### [TASK DESCRIPTION]
Write out every entry once more, character for character.

### [RECORDED DATA]
-*-
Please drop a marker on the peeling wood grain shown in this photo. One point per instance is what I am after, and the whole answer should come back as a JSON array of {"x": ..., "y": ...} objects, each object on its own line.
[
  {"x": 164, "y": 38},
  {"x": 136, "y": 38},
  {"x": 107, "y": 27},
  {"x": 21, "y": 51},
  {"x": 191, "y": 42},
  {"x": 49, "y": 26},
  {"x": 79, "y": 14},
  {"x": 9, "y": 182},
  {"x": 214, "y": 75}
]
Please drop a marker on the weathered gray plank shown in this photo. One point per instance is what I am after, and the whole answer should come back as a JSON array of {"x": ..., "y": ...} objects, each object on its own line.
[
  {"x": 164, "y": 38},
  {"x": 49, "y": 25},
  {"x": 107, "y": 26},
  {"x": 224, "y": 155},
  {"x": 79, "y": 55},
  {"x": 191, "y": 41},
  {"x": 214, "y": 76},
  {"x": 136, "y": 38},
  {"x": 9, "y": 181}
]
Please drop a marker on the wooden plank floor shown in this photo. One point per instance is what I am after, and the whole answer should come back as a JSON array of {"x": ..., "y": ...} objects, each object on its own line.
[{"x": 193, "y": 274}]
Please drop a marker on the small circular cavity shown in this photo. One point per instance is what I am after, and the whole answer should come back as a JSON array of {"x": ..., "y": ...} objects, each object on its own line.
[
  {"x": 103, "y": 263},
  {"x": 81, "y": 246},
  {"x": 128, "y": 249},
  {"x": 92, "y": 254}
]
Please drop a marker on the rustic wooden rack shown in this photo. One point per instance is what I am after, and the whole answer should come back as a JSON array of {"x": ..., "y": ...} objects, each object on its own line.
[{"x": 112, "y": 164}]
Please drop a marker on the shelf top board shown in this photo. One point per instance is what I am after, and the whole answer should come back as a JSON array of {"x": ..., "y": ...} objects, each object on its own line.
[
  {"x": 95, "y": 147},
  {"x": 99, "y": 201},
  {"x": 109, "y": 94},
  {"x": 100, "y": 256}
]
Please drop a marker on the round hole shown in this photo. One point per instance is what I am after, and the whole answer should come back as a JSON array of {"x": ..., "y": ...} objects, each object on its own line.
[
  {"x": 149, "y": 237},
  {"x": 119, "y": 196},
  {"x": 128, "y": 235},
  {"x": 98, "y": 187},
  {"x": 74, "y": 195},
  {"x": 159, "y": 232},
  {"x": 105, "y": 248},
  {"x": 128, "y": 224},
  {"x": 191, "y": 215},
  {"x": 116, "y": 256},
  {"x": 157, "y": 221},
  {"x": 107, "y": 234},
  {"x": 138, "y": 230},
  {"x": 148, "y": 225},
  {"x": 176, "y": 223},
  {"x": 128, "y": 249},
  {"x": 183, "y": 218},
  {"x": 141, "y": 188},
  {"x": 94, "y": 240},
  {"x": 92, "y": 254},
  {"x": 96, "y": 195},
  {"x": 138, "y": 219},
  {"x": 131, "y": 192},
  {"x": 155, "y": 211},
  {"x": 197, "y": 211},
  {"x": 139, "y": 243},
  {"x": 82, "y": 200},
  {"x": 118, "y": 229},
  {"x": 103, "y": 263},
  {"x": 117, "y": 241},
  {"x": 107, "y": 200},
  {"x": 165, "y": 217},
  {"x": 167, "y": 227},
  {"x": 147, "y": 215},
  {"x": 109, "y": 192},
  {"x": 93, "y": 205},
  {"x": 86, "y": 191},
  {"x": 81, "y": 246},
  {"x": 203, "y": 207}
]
-*-
### [TASK ANSWER]
Please drop a marker on the peeling wood grain shown in this photo. One point per instance is what I am after, and the whole answer should come back as a JSON array of {"x": ..., "y": ...} objects, each object on its own line.
[
  {"x": 164, "y": 38},
  {"x": 136, "y": 38},
  {"x": 107, "y": 27},
  {"x": 21, "y": 51},
  {"x": 191, "y": 42},
  {"x": 49, "y": 26},
  {"x": 79, "y": 14},
  {"x": 9, "y": 182},
  {"x": 214, "y": 75}
]
Please drop a marker on the weathered gray plank shown in this photo. One point per instance is what I am after, and the whole answer should come back as a JSON array of {"x": ..., "y": ...} objects, each object on its own line.
[
  {"x": 164, "y": 38},
  {"x": 49, "y": 25},
  {"x": 107, "y": 26},
  {"x": 224, "y": 155},
  {"x": 79, "y": 55},
  {"x": 191, "y": 41},
  {"x": 214, "y": 76},
  {"x": 136, "y": 38},
  {"x": 9, "y": 181}
]
Please drop a marker on the wooden plank floor shown in this photo. One point per instance is what I am after, and the whole answer should come back as a JSON array of {"x": ..., "y": ...} objects, each object on its own line.
[{"x": 193, "y": 274}]
Please drop a marker on the small circular cavity shown in this photo. One point per instance is what I am after, and the whole answer should come back as a JSON array of {"x": ..., "y": ...} objects, each object on its own line.
[
  {"x": 103, "y": 263},
  {"x": 81, "y": 246},
  {"x": 128, "y": 249},
  {"x": 92, "y": 254}
]
Please drop a marker on the rustic wooden rack shown in this photo. One point per instance is what I am after, and the whole answer should come back as a JSON array of {"x": ..., "y": ...} objects, each object on its own line.
[{"x": 112, "y": 164}]
Please drop a marker on the shelf top board shown in this photo. One point per instance is what I am after, and the whole answer should come back as a JSON array of {"x": ..., "y": ...} objects, each object on its own line.
[
  {"x": 95, "y": 147},
  {"x": 99, "y": 201},
  {"x": 109, "y": 94},
  {"x": 100, "y": 256}
]
Please drop a marker on the round hole shown in this photo. One point per instance is what I am after, and the whole answer should come back as a JSON array of {"x": ..., "y": ...} objects, each object on its own line.
[
  {"x": 149, "y": 237},
  {"x": 119, "y": 196},
  {"x": 128, "y": 235},
  {"x": 98, "y": 187},
  {"x": 74, "y": 195},
  {"x": 159, "y": 232},
  {"x": 105, "y": 248},
  {"x": 128, "y": 224},
  {"x": 191, "y": 215},
  {"x": 116, "y": 256},
  {"x": 157, "y": 221},
  {"x": 107, "y": 234},
  {"x": 138, "y": 230},
  {"x": 148, "y": 225},
  {"x": 176, "y": 223},
  {"x": 128, "y": 249},
  {"x": 183, "y": 218},
  {"x": 141, "y": 188},
  {"x": 94, "y": 240},
  {"x": 92, "y": 254},
  {"x": 96, "y": 195},
  {"x": 138, "y": 219},
  {"x": 131, "y": 192},
  {"x": 155, "y": 211},
  {"x": 197, "y": 211},
  {"x": 139, "y": 243},
  {"x": 82, "y": 200},
  {"x": 118, "y": 229},
  {"x": 103, "y": 263},
  {"x": 117, "y": 241},
  {"x": 107, "y": 200},
  {"x": 165, "y": 217},
  {"x": 167, "y": 227},
  {"x": 147, "y": 215},
  {"x": 109, "y": 192},
  {"x": 93, "y": 205},
  {"x": 86, "y": 191},
  {"x": 81, "y": 246},
  {"x": 203, "y": 207}
]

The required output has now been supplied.